PROBLEM TO WORK ON.
Pick out each line of the entries below that contains the word "parked", and copy those lines unchanged.

(Extracted records)
——
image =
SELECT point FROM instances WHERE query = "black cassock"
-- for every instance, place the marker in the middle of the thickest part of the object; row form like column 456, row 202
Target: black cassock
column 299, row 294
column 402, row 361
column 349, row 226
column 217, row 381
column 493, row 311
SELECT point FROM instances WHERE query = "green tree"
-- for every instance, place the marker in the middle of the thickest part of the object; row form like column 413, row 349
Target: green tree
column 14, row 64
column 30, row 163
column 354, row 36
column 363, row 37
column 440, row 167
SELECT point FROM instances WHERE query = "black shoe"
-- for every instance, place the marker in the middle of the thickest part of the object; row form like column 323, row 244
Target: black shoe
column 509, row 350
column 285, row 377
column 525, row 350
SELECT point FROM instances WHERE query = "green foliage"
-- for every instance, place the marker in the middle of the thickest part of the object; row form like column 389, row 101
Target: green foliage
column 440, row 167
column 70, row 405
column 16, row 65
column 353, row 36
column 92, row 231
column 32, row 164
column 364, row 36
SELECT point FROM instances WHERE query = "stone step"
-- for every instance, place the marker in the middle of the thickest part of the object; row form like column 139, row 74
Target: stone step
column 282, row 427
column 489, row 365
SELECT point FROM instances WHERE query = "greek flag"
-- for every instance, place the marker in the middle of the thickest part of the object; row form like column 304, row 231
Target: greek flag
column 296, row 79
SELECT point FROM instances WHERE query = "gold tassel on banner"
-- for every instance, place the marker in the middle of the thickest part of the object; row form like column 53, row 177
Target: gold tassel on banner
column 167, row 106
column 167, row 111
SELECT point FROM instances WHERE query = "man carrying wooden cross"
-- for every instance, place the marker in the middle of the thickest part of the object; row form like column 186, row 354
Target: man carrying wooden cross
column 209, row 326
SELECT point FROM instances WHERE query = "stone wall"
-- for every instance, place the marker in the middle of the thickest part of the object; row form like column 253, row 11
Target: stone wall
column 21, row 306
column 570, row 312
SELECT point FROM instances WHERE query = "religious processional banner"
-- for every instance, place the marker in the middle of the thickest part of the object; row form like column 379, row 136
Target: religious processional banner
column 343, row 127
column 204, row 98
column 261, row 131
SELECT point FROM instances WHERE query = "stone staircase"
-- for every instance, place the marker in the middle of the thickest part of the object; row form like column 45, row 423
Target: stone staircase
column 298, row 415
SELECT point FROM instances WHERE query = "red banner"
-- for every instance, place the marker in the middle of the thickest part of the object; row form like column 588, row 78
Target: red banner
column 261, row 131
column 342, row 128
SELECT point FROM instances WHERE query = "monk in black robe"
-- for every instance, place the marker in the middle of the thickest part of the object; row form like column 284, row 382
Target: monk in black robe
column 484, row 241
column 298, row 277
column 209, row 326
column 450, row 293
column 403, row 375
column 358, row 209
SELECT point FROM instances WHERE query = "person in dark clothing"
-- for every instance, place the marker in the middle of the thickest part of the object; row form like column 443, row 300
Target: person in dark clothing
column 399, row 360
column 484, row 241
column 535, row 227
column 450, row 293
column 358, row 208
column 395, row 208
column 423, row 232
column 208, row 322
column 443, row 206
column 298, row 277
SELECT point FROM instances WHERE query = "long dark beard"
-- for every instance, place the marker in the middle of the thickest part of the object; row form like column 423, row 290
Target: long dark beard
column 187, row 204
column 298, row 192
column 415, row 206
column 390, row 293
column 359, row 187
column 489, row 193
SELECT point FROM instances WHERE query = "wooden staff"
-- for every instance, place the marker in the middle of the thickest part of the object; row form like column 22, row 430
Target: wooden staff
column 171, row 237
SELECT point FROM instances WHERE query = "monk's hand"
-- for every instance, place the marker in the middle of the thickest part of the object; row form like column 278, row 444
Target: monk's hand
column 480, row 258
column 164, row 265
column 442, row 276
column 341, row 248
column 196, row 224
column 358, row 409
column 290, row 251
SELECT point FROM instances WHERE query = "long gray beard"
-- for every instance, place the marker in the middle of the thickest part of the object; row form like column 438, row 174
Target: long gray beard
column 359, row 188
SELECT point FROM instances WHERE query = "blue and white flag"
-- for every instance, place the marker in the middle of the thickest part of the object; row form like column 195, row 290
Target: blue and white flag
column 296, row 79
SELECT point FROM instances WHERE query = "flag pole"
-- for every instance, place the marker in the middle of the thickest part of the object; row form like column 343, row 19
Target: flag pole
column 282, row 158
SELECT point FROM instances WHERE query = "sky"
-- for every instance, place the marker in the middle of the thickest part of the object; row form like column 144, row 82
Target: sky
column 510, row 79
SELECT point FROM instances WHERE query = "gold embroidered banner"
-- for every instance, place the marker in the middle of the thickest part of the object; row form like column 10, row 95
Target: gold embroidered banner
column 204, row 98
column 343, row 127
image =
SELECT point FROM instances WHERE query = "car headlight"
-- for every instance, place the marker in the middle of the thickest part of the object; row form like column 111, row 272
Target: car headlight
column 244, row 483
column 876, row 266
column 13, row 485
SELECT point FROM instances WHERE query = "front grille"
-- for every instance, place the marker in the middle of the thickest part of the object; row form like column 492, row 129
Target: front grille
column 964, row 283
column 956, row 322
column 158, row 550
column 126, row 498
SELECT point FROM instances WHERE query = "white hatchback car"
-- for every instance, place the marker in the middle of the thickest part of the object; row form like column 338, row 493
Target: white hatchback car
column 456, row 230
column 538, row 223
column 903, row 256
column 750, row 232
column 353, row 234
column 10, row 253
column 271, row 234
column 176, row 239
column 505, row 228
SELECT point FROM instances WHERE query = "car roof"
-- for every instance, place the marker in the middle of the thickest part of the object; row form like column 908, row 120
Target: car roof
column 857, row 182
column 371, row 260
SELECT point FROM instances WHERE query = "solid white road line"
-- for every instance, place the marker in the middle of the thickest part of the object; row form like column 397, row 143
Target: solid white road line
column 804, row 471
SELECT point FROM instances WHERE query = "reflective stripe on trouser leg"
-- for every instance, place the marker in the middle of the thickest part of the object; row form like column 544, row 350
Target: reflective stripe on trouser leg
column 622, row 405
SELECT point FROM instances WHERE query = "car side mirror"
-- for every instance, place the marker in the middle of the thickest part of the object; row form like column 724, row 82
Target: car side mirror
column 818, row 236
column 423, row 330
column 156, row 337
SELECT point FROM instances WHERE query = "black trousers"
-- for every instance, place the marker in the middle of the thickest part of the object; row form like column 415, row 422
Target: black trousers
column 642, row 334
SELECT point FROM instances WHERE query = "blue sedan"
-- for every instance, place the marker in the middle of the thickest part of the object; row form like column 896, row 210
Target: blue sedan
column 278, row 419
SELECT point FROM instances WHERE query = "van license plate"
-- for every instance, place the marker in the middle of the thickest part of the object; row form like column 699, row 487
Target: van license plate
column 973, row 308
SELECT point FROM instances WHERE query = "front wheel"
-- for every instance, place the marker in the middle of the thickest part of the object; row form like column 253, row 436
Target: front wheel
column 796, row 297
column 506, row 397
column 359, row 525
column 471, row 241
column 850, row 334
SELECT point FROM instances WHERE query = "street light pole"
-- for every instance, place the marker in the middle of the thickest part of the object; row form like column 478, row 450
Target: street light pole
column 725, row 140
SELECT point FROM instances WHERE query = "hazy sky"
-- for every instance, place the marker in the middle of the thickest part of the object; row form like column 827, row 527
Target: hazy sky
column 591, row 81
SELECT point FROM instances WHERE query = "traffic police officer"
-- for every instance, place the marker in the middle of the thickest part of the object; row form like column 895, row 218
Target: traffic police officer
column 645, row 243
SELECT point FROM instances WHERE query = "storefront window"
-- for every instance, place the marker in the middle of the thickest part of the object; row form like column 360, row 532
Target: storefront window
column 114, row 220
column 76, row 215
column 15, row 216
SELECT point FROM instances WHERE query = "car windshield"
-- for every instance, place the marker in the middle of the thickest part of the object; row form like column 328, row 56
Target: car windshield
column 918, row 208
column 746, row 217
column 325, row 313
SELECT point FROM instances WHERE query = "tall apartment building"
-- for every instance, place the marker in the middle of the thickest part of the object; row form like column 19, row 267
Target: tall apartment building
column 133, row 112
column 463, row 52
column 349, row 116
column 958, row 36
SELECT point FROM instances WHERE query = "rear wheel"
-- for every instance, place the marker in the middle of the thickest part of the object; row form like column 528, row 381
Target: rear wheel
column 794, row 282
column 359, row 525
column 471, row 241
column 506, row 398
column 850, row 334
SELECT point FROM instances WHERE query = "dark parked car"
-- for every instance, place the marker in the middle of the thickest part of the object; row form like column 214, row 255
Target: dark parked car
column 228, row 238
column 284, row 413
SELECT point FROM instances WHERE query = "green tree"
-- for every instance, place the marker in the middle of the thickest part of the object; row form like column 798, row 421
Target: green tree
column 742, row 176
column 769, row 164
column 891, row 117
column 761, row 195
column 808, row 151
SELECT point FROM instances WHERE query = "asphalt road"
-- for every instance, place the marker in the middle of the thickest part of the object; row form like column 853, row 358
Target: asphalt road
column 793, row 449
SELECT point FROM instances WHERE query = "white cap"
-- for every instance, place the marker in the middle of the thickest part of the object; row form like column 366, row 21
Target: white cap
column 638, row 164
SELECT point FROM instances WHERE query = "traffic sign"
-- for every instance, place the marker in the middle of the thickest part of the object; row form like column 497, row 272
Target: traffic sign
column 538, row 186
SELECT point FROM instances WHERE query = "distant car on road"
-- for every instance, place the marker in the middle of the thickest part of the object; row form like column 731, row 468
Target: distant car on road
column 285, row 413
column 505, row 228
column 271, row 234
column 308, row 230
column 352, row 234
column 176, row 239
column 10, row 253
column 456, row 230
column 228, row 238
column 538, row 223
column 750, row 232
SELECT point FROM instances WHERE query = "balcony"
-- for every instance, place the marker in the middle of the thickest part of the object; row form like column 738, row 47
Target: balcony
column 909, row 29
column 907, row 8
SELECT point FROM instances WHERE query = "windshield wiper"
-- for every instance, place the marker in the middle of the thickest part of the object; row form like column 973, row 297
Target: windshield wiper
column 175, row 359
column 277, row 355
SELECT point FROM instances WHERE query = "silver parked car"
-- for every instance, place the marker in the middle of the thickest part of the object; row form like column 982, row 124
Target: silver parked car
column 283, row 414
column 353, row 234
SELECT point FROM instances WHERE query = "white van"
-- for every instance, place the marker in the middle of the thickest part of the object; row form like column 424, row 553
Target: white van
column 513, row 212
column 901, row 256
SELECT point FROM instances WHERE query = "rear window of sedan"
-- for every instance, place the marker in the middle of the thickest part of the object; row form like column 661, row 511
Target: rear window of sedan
——
COMPLETE RESPONSE.
SELECT point FROM instances WHERE query = "dark parked car"
Target: dark parked car
SELECT point FROM instances WHERE query = "silver parked car"
Target: silver parked car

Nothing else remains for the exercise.